--- Begin Excerpted data ---
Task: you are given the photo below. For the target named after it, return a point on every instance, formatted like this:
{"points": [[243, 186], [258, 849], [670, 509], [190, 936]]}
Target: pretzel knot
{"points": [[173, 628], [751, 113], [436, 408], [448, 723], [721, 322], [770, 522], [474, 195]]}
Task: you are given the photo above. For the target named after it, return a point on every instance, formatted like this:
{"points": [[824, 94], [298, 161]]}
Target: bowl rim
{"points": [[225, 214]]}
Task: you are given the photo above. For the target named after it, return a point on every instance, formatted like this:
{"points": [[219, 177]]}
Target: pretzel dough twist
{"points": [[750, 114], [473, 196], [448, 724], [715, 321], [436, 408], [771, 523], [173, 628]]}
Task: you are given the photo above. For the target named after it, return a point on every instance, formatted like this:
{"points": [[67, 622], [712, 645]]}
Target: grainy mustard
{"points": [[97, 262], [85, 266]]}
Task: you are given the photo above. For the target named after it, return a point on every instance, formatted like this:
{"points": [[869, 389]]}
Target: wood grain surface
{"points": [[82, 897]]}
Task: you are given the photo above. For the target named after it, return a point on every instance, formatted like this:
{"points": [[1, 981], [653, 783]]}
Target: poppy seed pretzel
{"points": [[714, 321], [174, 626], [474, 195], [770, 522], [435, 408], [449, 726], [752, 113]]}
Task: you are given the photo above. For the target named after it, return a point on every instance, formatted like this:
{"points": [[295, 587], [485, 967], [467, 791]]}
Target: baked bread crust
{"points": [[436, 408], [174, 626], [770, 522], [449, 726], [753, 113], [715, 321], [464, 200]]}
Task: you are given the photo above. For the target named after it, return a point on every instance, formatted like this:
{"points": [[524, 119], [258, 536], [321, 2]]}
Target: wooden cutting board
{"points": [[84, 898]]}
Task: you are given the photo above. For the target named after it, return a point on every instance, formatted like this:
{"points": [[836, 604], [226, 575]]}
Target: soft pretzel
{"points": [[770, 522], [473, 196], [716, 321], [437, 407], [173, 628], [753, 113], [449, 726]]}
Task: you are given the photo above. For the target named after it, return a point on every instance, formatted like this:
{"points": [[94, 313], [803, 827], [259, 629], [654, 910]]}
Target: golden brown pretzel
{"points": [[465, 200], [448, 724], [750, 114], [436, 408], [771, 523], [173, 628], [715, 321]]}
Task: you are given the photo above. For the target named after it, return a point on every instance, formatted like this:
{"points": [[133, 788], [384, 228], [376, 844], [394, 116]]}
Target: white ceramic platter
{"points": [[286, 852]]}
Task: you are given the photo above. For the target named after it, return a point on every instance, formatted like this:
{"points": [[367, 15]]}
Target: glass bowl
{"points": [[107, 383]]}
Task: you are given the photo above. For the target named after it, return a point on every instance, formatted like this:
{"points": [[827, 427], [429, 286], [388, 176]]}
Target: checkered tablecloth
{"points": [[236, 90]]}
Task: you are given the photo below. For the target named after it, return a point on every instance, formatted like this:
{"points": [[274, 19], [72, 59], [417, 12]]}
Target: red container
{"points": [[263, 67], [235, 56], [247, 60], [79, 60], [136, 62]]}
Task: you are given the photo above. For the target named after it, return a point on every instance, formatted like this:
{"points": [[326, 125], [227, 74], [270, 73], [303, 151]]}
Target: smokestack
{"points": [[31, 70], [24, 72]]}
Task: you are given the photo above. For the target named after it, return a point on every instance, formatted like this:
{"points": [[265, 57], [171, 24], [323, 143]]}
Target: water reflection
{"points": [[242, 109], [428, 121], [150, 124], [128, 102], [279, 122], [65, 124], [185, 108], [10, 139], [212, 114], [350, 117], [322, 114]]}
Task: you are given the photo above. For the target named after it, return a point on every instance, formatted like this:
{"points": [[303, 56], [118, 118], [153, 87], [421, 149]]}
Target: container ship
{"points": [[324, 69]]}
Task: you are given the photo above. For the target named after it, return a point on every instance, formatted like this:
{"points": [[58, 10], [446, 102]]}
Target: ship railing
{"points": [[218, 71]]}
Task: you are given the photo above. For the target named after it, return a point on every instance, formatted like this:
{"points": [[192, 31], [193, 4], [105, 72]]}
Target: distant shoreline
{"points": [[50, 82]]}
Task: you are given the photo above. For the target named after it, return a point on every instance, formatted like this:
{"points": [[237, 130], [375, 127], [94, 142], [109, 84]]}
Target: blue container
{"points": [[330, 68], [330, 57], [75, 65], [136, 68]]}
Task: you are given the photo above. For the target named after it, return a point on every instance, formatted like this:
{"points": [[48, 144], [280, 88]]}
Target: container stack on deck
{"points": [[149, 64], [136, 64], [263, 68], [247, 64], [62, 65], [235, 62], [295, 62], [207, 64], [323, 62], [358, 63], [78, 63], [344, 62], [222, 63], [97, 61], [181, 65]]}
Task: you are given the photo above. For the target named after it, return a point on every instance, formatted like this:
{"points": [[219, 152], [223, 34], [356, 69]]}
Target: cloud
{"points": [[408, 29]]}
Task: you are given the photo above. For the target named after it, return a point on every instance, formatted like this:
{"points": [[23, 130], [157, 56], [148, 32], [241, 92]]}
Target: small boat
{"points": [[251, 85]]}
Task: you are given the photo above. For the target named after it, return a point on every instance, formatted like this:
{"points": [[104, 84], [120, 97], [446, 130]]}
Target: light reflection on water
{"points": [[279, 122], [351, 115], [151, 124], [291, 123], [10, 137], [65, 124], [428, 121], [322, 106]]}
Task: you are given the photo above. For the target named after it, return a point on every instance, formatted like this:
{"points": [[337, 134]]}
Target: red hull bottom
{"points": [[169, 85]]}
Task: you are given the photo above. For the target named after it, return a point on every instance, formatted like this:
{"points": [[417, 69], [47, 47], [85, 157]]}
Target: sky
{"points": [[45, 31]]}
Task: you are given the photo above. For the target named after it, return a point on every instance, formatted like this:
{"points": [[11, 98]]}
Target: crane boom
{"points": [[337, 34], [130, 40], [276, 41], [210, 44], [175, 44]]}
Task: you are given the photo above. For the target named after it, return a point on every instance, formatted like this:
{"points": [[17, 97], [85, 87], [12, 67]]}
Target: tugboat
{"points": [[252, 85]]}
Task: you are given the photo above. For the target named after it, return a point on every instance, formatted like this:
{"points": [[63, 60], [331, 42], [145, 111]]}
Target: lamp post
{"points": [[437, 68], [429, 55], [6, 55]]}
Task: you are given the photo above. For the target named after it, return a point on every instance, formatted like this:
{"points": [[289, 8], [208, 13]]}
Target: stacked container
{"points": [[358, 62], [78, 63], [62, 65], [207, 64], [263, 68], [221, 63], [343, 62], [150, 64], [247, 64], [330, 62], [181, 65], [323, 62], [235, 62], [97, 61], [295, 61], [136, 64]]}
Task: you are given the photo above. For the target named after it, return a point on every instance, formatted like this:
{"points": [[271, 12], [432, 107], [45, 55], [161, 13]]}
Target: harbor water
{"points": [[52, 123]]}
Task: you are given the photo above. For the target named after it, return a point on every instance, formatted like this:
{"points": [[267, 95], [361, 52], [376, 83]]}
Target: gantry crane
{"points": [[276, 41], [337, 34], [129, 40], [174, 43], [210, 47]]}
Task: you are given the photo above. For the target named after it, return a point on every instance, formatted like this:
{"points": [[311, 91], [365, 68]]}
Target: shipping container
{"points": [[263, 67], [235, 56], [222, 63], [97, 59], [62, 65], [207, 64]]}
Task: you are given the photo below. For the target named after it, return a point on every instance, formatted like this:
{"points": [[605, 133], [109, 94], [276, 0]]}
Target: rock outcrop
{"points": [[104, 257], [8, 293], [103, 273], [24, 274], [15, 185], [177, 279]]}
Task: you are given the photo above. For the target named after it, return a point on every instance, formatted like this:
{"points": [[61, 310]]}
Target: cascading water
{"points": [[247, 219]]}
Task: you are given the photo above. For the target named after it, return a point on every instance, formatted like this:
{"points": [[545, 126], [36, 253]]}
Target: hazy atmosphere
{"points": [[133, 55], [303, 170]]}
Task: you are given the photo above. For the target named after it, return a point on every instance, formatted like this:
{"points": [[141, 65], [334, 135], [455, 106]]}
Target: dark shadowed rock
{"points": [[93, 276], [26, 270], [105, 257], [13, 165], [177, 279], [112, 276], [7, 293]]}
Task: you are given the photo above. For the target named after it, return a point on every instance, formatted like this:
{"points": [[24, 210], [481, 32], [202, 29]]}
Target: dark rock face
--- End Excerpted data ---
[Description of the task]
How many lines in the items above contain the string "crane"? Reply with the number only.

[Answer to this task]
2